**WRITTEN EXERCISE:** Reproduce every one of the records below word for word.

(Detection examples)

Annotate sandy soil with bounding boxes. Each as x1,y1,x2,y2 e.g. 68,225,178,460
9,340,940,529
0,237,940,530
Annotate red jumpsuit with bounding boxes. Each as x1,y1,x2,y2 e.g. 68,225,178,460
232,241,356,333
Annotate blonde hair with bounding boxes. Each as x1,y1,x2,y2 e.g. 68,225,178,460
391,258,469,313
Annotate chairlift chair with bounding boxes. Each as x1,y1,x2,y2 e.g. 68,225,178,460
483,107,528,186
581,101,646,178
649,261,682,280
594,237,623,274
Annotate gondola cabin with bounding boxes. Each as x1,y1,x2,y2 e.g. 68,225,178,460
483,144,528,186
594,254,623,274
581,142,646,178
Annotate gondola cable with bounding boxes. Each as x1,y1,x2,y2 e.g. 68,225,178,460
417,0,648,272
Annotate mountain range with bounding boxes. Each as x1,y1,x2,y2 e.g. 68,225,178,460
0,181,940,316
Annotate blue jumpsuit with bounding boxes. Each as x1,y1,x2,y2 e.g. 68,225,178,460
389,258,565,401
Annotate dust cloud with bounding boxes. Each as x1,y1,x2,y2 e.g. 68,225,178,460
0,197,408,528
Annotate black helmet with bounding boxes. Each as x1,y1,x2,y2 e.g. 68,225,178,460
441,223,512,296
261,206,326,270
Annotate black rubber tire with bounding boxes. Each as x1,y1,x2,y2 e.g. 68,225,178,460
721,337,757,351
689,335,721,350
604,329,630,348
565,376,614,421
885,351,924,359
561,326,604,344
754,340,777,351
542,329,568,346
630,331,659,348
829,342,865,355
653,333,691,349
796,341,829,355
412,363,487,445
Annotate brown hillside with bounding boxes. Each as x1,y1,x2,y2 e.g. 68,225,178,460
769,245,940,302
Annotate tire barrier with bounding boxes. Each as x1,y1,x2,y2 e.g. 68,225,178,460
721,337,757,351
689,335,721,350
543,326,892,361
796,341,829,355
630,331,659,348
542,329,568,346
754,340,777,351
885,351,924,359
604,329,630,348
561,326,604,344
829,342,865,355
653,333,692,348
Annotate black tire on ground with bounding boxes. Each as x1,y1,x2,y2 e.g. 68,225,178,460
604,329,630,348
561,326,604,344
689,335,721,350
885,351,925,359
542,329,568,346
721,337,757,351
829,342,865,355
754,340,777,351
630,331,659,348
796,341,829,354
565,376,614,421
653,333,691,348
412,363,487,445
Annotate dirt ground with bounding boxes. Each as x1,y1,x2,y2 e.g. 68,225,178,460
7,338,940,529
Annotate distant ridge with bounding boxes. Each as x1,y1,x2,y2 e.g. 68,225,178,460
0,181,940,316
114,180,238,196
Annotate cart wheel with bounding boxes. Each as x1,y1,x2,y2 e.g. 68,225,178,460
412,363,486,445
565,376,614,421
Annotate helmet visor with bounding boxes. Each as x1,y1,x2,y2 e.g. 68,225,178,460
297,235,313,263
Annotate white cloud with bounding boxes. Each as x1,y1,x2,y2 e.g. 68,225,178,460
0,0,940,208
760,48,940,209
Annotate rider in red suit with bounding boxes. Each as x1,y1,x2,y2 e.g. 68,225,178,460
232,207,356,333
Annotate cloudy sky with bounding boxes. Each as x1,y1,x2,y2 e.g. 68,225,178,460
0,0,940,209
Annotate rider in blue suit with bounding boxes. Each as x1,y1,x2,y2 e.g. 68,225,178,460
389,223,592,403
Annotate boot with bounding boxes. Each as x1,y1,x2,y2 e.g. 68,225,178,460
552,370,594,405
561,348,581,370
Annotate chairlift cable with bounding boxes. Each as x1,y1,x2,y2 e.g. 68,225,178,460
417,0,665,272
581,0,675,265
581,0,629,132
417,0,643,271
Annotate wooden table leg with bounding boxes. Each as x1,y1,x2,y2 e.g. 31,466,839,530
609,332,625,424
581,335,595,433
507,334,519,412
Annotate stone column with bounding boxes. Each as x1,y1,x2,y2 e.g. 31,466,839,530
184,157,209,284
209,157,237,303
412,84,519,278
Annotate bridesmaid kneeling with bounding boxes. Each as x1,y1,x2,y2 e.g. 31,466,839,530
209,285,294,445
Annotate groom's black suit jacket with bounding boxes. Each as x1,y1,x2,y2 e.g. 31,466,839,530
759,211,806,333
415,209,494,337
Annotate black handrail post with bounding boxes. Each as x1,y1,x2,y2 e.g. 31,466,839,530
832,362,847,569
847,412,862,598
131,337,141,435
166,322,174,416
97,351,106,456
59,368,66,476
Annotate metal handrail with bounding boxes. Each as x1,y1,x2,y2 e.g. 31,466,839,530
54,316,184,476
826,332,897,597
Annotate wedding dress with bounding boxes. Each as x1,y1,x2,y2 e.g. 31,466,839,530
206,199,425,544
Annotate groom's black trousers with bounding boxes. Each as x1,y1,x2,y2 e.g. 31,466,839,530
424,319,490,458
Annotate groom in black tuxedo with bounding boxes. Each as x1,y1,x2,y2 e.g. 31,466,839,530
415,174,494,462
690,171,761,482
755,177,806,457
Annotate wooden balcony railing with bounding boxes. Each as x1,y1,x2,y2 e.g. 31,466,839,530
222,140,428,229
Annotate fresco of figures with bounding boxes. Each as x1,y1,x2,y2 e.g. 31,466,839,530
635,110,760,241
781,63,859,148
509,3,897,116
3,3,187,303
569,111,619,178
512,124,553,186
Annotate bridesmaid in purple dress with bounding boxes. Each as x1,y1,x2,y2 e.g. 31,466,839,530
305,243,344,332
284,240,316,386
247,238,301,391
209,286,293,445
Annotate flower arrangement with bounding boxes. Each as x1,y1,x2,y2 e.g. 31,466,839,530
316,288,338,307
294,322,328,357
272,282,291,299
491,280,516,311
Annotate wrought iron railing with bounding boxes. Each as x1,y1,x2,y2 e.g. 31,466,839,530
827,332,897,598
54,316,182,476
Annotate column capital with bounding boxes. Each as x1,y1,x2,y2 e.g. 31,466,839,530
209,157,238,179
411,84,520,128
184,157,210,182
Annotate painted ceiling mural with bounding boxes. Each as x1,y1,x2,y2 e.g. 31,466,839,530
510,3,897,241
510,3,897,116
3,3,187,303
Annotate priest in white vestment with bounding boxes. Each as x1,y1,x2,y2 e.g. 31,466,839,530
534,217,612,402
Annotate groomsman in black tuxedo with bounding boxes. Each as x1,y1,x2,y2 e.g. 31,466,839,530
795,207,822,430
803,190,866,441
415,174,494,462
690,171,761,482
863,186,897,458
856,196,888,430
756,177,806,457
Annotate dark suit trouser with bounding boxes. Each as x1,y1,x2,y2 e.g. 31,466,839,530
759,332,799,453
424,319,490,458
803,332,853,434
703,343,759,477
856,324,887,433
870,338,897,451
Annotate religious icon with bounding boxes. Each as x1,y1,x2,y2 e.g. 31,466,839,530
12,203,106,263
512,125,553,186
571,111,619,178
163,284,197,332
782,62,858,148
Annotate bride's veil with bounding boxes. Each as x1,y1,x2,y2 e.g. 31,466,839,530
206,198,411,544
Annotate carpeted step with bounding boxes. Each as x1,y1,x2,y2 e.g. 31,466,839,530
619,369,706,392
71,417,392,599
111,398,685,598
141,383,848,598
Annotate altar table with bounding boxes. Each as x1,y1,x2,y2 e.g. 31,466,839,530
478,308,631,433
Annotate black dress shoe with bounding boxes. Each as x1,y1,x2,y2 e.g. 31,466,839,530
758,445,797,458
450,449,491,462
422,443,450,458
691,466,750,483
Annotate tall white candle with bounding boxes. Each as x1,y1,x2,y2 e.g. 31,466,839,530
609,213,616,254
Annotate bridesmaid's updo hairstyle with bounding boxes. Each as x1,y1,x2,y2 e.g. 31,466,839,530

**THE OUTPUT:**
Annotate sandy soil with bounding boxes. Each as x1,y1,x2,y2 e.g. 68,225,178,460
9,340,940,529
0,237,940,530
Annotate red jumpsuit with bounding boxes. Each as x1,y1,x2,y2 e.g. 68,225,178,460
232,241,356,333
Annotate blonde hair with bounding boxes. Each as x1,y1,x2,y2 e.g. 68,225,178,460
391,258,469,313
Annotate chairlift chair with bounding boxes. Each as x1,y1,x2,y2 e.g. 68,225,178,460
483,107,528,186
581,101,646,178
649,261,682,280
594,237,623,274
Annotate gondola cabin with bounding boxes. Each as x1,y1,x2,y2 e.g. 68,225,178,460
483,144,528,186
594,254,623,274
581,142,646,178
Annotate gondola cable with bounding boxes. Each as x1,y1,x2,y2 e.g. 68,225,178,460
417,0,648,272
Annotate mountain range with bounding boxes. Each as x1,y1,x2,y2 e.g. 68,225,178,460
0,181,940,316
Annotate blue jumpsuit with bounding boxes. Each as x1,y1,x2,y2 e.g. 68,225,178,460
389,258,565,401
Annotate dust cloud with bounding boxes. Each as x1,y1,x2,y2 e.g. 68,225,178,460
0,197,408,528
Annotate black helmet with bounding boxes. Each as x1,y1,x2,y2 e.g. 68,225,178,460
441,223,512,296
261,206,326,270
Annotate black rubber tire with bounding boxes. Each as x1,y1,x2,y2 e.g. 68,225,178,460
721,337,757,351
689,335,721,350
604,329,630,348
565,376,614,421
885,351,924,359
561,326,604,344
754,340,777,351
542,329,568,346
630,331,659,348
829,342,865,355
653,333,691,349
796,341,829,355
412,363,487,445
Annotate brown hillside with bounding boxes. Each as x1,y1,x2,y2 e.g. 68,225,178,460
769,245,940,302
Annotate tire barrier with bounding boxes. Each as x1,y1,x2,y2 e.g. 68,225,178,460
721,337,757,351
689,335,721,350
543,326,892,361
796,341,829,355
630,331,659,348
542,329,568,346
754,340,777,351
885,351,924,359
604,329,630,348
561,326,604,344
829,342,865,355
653,333,692,348
Annotate black tire on ground with bounding boxes. Each as x1,y1,x2,y2 e.g. 68,225,178,460
604,329,630,348
561,326,604,344
689,335,721,350
885,351,925,359
542,329,568,346
721,337,757,351
829,342,865,355
754,340,777,351
630,331,659,348
796,341,829,354
565,376,614,421
653,333,691,348
412,363,487,445
Annotate dirt ground with bounding boxes. Each as x1,y1,x2,y2 e.g. 68,225,178,460
7,338,940,529
Annotate distant ridge with bounding boxes. Each as x1,y1,x2,y2 e.g. 68,225,178,460
0,181,940,316
114,180,238,196
Annotate cart wheel with bounding boxes. Each as x1,y1,x2,y2 e.g. 68,225,178,460
412,363,486,445
565,376,614,421
Annotate helmet visor with bounding boxes. Each as x1,y1,x2,y2 e.g. 68,225,178,460
297,235,313,263
Annotate white cloud with bounding boxes. Each as x1,y1,x2,y2 e.g. 68,225,178,460
0,0,940,208
760,48,940,209
Annotate rider in red suit with bounding boxes. Each as x1,y1,x2,y2 e.g. 68,225,178,460
232,207,356,333
Annotate cloudy sky with bounding boxes. Each as x1,y1,x2,y2 e.g. 68,225,178,460
0,0,940,209
Annotate rider in blue suit with bounding boxes. Each as x1,y1,x2,y2 e.g. 68,225,178,460
389,223,592,403
Annotate boot with bounding boxes. Each as x1,y1,x2,y2 e.g. 68,225,178,460
552,370,594,405
561,348,581,370
Annotate chairlift cable with bounding boxes. Each as x1,y1,x2,y2 e.g. 68,225,178,460
417,0,665,272
581,0,675,265
581,0,629,132
417,0,643,271
Annotate wooden table leg with bounding boxes. Each as x1,y1,x2,y2 e.g. 31,466,839,530
609,332,625,424
581,335,595,433
507,334,519,412
Annotate stone column with bounding boxes. Each as x1,y1,x2,y2 e.g. 31,466,839,530
184,157,209,284
209,157,237,303
412,84,519,278
Annotate bridesmaid kneeling with bounding boxes. Each as x1,y1,x2,y2 e.g. 31,466,839,530
209,285,294,445
Annotate groom's black suit jacket with bounding boxes. Each as x1,y1,x2,y2 e.g. 31,466,839,530
759,211,806,333
415,209,494,337
Annotate black handrail post with bounding boxes. Each as x1,y1,x2,y2 e.g. 31,466,839,530
832,362,847,569
847,412,862,598
131,337,141,435
166,322,174,416
97,351,106,456
59,368,66,476
Annotate metal handrail with bounding boxes. Each as x1,y1,x2,y2 e.g. 31,466,839,530
54,316,184,476
826,332,897,597
Annotate wedding dress with bounding boxes. Each as x1,y1,x2,y2 e.g. 31,466,839,530
206,199,425,544
Annotate groom's black trousers with bounding boxes. Each as x1,y1,x2,y2 e.g. 31,466,839,530
424,319,490,458
Annotate groom in black tuxedo with bounding boxes. Each as x1,y1,x2,y2 e.g. 31,466,839,530
415,174,494,462
690,171,761,482
755,177,806,457
Annotate wooden balcony railing with bounding boxes. Each as x1,y1,x2,y2 e.g. 31,466,839,530
222,140,428,229
Annotate fresco of figures with bounding boxes. Each as x1,y1,x2,y2 e.g. 31,466,839,530
635,110,760,241
781,63,859,148
509,3,897,116
3,3,187,303
569,111,619,178
512,124,553,186
Annotate bridesmaid in purple dress with bounding boxes. Each as x1,y1,x2,y2 e.g. 31,466,839,530
305,243,344,332
284,240,316,386
247,238,301,391
209,286,293,445
Annotate flower arrangement with bounding boxes. Each as x1,y1,x2,y2 e.g. 31,466,839,530
316,288,338,307
294,322,328,357
272,282,291,299
491,280,516,311
Annotate wrought iron railing with bounding boxes. Each as x1,y1,x2,y2 e.g. 31,466,839,530
827,332,897,598
54,316,182,476
Annotate column capital with bounding boxes. Each as x1,y1,x2,y2 e.g. 31,466,839,530
209,157,238,179
411,84,520,128
184,157,210,182
Annotate painted ceiling mural with bounding boxes. Each as x1,y1,x2,y2 e.g. 31,466,839,530
510,3,897,241
510,3,897,116
3,3,187,303
Annotate priest in white vestment with bounding boxes. Each as x1,y1,x2,y2 e.g. 31,466,839,530
534,217,612,402
Annotate groomsman in black tuxedo with bounding boxes. Each as x1,y1,x2,y2 e.g. 31,466,839,530
795,207,822,430
803,190,866,441
415,174,494,462
690,171,761,482
863,186,897,458
856,196,888,430
756,177,806,457
Annotate dark suit trouser with bounding boxes. Each as x1,y1,x2,y2 e.g. 31,466,839,530
759,332,799,453
424,319,490,458
803,332,853,434
703,343,759,477
856,324,887,433
870,338,897,451
Annotate religious icon with bounding boxes. Each as x1,y1,x2,y2 e.g. 31,466,839,530
12,203,106,263
512,125,553,186
571,111,619,178
163,284,197,332
782,62,858,148
Annotate bride's veil with bounding boxes. Each as x1,y1,x2,y2 e.g. 31,466,839,530
206,198,411,544
Annotate carpeted step with bounding boxes. Each as x1,y1,x2,y2 e.g. 31,466,839,530
619,369,706,392
71,417,392,599
111,398,685,598
141,383,848,598
Annotate altar table with bounding boxes. Each as x1,y1,x2,y2 e.g. 31,466,839,530
478,308,631,433
Annotate black dress shoe with bounding boxes. Each as x1,y1,x2,y2 e.g. 31,466,839,530
758,445,797,458
450,449,491,462
422,443,450,458
691,466,750,483
Annotate tall white candle with bounding boxes. Each as x1,y1,x2,y2 e.g. 31,466,839,530
609,213,616,254
Annotate bridesmaid's updo hairstyle with bounding boxes. Each as x1,y1,x2,y2 e.g. 31,466,839,530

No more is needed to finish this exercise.